• [DOCUMENT SEGMENT]:

......

Sunday, 21 March 2021 08:25

By Lehlohonolo Lehana.

Experts warn that South Africa is heading towards a third Covid-19 wave with no concrete vaccine rollout plan and some way off its target of vaccinating healthcare workers.

Professor Glenda Gray, a co-lead investigator for the Johnson & Johnson (J&J) vaccine trial, told the Sunday Times that 500,000 healthcare workers will likely be vaccinated by the end of April – only a third of the 1.5 million target set by the government.

With fears of a third wave likely to erupt at the end of April, this means most of SA's health-care workers will still be unprotected.

Officials and experts have warned that the Easter holidays in two weeks' time - and the associated religious gatherings - could precipitate the third wave, and are urging people to wear masks and observe the other anti-infection protocols.

This was echoed by Martin Kingston, chair of the steering committee at Business for SA, who said that growing frustration over the slow pace of vaccination was understandable.

He said that South Africa will need to ramp up to 250,000 vaccinations each day over a three- or four-month period to meet its targets – but the country currently does not have the vaccines to do this, despite government deals to secure them.

Health minister Dr Zweli Mkhize said in a statement on social media on Saturday evening (20 March), that the total number of confirmed Covid-19 cases is 1 536 801, while the total number of deaths is 52,082, and the total number of vaccines administered is 182,983.

He said that the country recorded 1,378 new cases, having seen an average of around 1.400 new daily cases over the prior three days.

......

In the article on South Africa's Covid-19 vaccine rollout, how many vaccinations a day does Martin Kingston say the country must reach to meet its targets? The entries that come next have nothing to do with the article on South Africa's Covid-19 vaccine rollout.

......

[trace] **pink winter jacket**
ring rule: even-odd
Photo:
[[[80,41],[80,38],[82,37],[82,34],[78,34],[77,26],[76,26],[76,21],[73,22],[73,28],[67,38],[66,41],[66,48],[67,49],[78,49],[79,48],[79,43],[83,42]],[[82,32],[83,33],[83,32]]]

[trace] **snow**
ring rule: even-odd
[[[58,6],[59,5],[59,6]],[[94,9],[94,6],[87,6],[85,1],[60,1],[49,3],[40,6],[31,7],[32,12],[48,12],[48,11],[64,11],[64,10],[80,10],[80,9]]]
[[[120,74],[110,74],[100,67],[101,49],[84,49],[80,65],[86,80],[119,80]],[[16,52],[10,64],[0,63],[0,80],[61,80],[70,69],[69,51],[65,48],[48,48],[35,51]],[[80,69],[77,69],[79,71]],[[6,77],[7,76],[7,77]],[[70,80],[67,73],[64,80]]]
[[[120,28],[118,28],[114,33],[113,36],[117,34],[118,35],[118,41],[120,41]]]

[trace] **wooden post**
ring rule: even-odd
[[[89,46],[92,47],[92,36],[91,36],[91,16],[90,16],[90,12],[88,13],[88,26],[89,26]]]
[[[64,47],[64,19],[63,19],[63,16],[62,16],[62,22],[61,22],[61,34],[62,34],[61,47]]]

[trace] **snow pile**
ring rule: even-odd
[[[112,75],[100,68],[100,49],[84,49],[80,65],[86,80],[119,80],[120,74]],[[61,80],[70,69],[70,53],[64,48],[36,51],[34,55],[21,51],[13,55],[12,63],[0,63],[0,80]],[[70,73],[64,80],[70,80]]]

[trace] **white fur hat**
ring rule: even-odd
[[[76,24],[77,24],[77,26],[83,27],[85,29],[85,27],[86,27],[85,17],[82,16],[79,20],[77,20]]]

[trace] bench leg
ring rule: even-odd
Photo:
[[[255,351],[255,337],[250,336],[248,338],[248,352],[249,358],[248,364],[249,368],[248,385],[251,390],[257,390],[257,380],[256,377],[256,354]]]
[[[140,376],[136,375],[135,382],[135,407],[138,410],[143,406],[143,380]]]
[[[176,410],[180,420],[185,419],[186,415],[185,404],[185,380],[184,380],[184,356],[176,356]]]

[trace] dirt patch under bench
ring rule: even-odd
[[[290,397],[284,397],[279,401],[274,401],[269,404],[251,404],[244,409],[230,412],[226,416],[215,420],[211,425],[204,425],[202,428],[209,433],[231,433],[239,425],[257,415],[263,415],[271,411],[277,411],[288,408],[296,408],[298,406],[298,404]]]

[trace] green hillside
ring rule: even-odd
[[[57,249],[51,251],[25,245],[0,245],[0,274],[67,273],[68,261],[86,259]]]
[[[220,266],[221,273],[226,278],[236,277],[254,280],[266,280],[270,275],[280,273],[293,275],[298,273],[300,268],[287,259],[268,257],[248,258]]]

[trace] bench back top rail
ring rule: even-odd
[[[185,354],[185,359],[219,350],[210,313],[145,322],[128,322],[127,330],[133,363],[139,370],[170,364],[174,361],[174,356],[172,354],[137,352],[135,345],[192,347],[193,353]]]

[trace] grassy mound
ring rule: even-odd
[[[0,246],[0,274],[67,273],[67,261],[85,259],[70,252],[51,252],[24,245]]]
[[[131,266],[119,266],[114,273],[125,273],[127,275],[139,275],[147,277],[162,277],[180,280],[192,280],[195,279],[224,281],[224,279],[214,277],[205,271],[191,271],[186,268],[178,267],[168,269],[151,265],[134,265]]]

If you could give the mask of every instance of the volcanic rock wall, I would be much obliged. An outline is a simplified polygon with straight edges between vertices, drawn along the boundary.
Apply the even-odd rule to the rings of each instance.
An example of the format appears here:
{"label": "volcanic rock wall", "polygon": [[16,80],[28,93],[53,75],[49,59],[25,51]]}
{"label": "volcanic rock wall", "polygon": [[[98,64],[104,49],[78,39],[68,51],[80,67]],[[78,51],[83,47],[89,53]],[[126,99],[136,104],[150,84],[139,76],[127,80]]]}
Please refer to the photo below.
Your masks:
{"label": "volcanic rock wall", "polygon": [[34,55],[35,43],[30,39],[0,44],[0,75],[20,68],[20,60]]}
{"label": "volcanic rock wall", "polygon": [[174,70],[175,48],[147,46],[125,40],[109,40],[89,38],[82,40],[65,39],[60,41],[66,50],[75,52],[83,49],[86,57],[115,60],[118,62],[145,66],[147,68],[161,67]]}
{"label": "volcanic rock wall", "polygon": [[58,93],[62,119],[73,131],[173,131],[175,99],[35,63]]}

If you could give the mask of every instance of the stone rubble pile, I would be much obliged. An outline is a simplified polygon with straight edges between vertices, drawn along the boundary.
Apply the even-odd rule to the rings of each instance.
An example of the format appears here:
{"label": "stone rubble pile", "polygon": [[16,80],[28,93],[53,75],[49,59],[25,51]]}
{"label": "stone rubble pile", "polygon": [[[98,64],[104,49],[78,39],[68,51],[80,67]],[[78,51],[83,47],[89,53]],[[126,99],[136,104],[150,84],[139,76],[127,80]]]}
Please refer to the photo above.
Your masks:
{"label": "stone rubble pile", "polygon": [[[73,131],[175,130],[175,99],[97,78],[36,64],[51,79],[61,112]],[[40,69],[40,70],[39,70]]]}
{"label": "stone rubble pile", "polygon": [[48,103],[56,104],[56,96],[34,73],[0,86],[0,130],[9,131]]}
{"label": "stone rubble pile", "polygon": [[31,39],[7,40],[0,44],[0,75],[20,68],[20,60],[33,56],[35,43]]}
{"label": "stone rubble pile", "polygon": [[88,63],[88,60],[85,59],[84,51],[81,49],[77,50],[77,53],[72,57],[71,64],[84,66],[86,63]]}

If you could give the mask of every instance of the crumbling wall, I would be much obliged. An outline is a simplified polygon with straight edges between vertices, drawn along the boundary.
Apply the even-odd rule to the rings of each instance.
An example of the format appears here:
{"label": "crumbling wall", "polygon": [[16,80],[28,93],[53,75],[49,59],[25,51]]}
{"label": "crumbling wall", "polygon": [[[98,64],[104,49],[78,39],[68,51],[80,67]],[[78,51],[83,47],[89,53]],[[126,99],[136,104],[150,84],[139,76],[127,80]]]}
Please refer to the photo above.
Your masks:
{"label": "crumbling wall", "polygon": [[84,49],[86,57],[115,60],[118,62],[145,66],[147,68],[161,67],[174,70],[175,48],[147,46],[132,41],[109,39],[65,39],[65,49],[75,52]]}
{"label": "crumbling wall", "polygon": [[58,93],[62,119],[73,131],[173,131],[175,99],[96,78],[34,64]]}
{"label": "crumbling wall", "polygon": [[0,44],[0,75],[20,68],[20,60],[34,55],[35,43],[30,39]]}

......

• [RESULT BELOW]:
250,000 vaccinations a day, over a three- or four-month period.